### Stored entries
"""
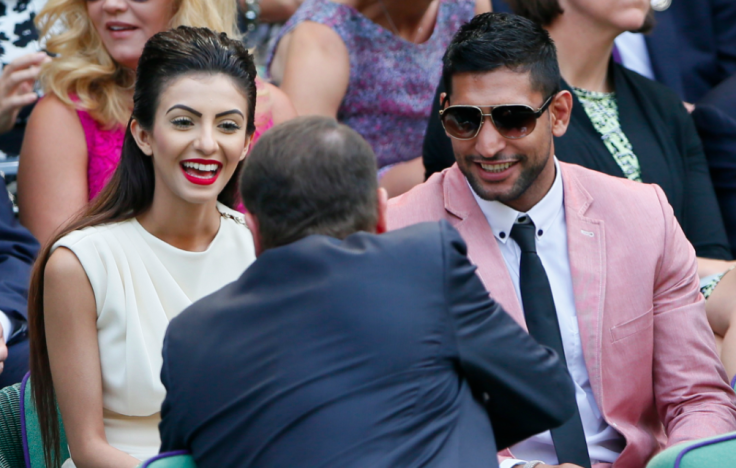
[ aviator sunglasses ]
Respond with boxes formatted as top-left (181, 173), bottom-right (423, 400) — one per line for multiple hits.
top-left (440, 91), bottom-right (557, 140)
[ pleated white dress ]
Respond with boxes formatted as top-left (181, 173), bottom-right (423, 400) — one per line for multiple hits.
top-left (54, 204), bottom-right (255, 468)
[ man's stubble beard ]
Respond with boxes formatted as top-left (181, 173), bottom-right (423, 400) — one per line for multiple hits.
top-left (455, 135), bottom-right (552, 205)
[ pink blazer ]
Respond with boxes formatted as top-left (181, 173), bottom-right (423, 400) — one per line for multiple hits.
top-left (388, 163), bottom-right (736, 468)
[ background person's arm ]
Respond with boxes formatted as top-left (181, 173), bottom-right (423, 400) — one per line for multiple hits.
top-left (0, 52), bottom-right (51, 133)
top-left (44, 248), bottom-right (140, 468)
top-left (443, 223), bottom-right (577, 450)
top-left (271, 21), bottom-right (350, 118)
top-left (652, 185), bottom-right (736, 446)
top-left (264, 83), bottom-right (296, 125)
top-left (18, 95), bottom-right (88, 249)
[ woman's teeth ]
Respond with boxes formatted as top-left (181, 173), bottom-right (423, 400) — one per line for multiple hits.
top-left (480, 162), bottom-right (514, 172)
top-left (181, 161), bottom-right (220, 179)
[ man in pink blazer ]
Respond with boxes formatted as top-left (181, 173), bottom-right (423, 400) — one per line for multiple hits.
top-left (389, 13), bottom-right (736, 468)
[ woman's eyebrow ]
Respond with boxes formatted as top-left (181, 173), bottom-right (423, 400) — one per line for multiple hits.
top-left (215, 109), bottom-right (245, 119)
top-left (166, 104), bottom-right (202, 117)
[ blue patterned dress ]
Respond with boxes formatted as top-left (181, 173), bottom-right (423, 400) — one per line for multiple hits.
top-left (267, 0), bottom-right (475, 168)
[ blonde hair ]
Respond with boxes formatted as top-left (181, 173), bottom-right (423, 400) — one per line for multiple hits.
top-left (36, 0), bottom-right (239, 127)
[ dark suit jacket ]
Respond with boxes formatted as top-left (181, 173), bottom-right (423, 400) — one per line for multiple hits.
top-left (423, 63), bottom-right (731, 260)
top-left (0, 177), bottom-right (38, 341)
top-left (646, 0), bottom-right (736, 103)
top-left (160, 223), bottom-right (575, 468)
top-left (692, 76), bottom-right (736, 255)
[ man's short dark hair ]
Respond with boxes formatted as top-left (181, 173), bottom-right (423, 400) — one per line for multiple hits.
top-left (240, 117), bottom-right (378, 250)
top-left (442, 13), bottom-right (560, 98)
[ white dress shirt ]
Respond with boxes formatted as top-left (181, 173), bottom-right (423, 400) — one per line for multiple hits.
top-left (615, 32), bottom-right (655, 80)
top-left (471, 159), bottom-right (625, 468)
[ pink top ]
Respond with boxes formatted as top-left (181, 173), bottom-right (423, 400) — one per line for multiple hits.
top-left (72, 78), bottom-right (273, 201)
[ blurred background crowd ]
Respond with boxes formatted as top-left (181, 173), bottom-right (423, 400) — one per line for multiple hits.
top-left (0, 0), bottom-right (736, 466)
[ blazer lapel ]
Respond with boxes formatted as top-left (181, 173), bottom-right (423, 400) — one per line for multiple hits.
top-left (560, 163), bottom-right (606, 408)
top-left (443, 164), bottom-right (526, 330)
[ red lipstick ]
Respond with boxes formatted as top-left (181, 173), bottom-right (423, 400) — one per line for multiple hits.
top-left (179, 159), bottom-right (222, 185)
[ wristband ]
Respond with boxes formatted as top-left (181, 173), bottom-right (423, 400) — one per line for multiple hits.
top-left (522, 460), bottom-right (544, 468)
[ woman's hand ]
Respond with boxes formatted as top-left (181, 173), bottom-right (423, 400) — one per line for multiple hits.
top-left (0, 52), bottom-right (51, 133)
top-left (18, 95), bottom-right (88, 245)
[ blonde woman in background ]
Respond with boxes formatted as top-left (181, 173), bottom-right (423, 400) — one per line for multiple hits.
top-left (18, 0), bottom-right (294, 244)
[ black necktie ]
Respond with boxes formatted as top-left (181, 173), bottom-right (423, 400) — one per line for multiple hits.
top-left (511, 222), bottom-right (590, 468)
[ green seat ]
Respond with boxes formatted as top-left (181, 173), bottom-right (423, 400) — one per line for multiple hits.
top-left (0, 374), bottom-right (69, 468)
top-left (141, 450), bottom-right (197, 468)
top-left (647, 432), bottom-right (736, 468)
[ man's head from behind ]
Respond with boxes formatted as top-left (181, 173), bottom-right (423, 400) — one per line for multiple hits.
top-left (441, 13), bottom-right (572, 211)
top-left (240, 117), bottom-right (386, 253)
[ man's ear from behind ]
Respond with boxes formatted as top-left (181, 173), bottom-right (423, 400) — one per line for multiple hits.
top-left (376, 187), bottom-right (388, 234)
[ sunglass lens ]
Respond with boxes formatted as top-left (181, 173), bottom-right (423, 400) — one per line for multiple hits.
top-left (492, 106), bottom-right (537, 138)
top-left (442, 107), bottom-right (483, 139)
"""
### YOUR GOAL
Rewrite the whole listing with every "pink blazer" swapped for "rose-colored jacket", keeping everything else the same. Leave out the pictures.

### RESULT BELOW
[ aviator sunglasses ]
Respond with boxes formatted as top-left (181, 173), bottom-right (423, 400) — one per line for multiple hits.
top-left (440, 91), bottom-right (557, 140)
[ pleated white dress ]
Respond with boxes formatted as top-left (181, 173), bottom-right (423, 400) — one per line for multiple hits.
top-left (54, 204), bottom-right (255, 468)
[ man's stubble beard ]
Respond with boxes formatted as top-left (181, 173), bottom-right (423, 400) — one per line for multiple hits.
top-left (455, 135), bottom-right (552, 205)
[ rose-colored jacket ]
Respond with boxes formatted as top-left (181, 173), bottom-right (423, 400) — one per line for multiple hits.
top-left (388, 163), bottom-right (736, 468)
[ background person's arm ]
Respond with boxes formatted as top-left (181, 173), bottom-right (423, 400) — one per line for multiple hits.
top-left (0, 52), bottom-right (51, 133)
top-left (44, 248), bottom-right (140, 468)
top-left (443, 223), bottom-right (577, 450)
top-left (271, 21), bottom-right (350, 118)
top-left (652, 185), bottom-right (736, 446)
top-left (264, 83), bottom-right (296, 125)
top-left (18, 95), bottom-right (88, 249)
[ woman's teeth ]
Respond with boxes formatted as top-left (181, 173), bottom-right (423, 400) — one per line for multiple hits.
top-left (480, 162), bottom-right (514, 172)
top-left (181, 161), bottom-right (220, 179)
[ man in rose-colored jacket ]
Respond with boxes formatted as top-left (181, 173), bottom-right (423, 400) — one per line for multiple hits.
top-left (389, 13), bottom-right (736, 468)
[ woman's eyebrow ]
Respond with boxes formatted as top-left (181, 173), bottom-right (423, 400) — one per line for multiple hits.
top-left (215, 109), bottom-right (245, 119)
top-left (166, 104), bottom-right (202, 117)
[ blue patterned dress ]
Respond with boxes formatted as top-left (181, 173), bottom-right (423, 400) — one per line for multiple hits.
top-left (267, 0), bottom-right (475, 168)
[ blonde hair ]
Respond with boxes formatted as top-left (181, 173), bottom-right (423, 400) — one per line for multiple hits.
top-left (36, 0), bottom-right (239, 127)
[ dark suit jacket ]
Respond with boxes formatted as top-left (181, 173), bottom-right (423, 400) — one per line for multiple hits.
top-left (423, 63), bottom-right (731, 260)
top-left (0, 177), bottom-right (38, 341)
top-left (646, 0), bottom-right (736, 103)
top-left (160, 223), bottom-right (575, 468)
top-left (692, 76), bottom-right (736, 255)
[ man's short dark hair ]
Respond with boxes formatted as top-left (181, 173), bottom-right (423, 400) — one per line for multiple hits.
top-left (240, 117), bottom-right (378, 250)
top-left (442, 13), bottom-right (560, 98)
[ white dress shirt ]
Respond with boxes formatted as top-left (181, 173), bottom-right (423, 400) — one per line for multiple hits.
top-left (615, 32), bottom-right (655, 80)
top-left (471, 159), bottom-right (625, 468)
[ pink top ]
Respond with boxes formatted as top-left (181, 173), bottom-right (423, 400) — one per line for multiple hits.
top-left (72, 78), bottom-right (273, 201)
[ blurred background crowd ]
Respond with boxes formatted as top-left (181, 173), bottom-right (423, 400) — one per line for multiple hits.
top-left (0, 0), bottom-right (736, 466)
[ blazer lapel ]
Respond with boxes formatted as top-left (181, 173), bottom-right (423, 400) — one per line for multiple hits.
top-left (560, 163), bottom-right (606, 408)
top-left (443, 164), bottom-right (526, 330)
[ red lipstick ]
Respond with boxes formatted as top-left (181, 173), bottom-right (423, 400) — one per line for multiple hits.
top-left (179, 159), bottom-right (222, 185)
[ wristband ]
Respond with boxes formatted as top-left (181, 173), bottom-right (423, 400) — one per line for multiple hits.
top-left (522, 460), bottom-right (544, 468)
[ woman's hand ]
Respond with boxes formatted as top-left (181, 173), bottom-right (423, 400) — one per line for multiple hits.
top-left (0, 52), bottom-right (51, 133)
top-left (18, 95), bottom-right (88, 245)
[ blonde woman in background ]
Respond with boxes formatted as top-left (181, 173), bottom-right (423, 400) — one per line for multiple hits.
top-left (18, 0), bottom-right (294, 244)
[ black necktie ]
Respond with boxes formatted as top-left (181, 173), bottom-right (423, 400) — one per line for multiple hits.
top-left (511, 222), bottom-right (590, 468)
[ green seat ]
Respond with boxes formatted as top-left (181, 173), bottom-right (423, 400) — one per line for multiple hits.
top-left (0, 374), bottom-right (69, 468)
top-left (141, 450), bottom-right (197, 468)
top-left (647, 432), bottom-right (736, 468)
[ man's head from behind ]
Respond with boxes formatted as top-left (181, 173), bottom-right (423, 400) — one per line for multiple hits.
top-left (441, 13), bottom-right (572, 211)
top-left (240, 117), bottom-right (386, 253)
[ man's ear from behind ]
Respond with boxes formatted as top-left (181, 173), bottom-right (423, 400) — one per line for multiple hits.
top-left (376, 187), bottom-right (388, 234)
[ sunglass lens ]
Respond with boxes formatted as top-left (181, 173), bottom-right (423, 400) — one per line for multiple hits.
top-left (492, 106), bottom-right (537, 138)
top-left (442, 107), bottom-right (483, 139)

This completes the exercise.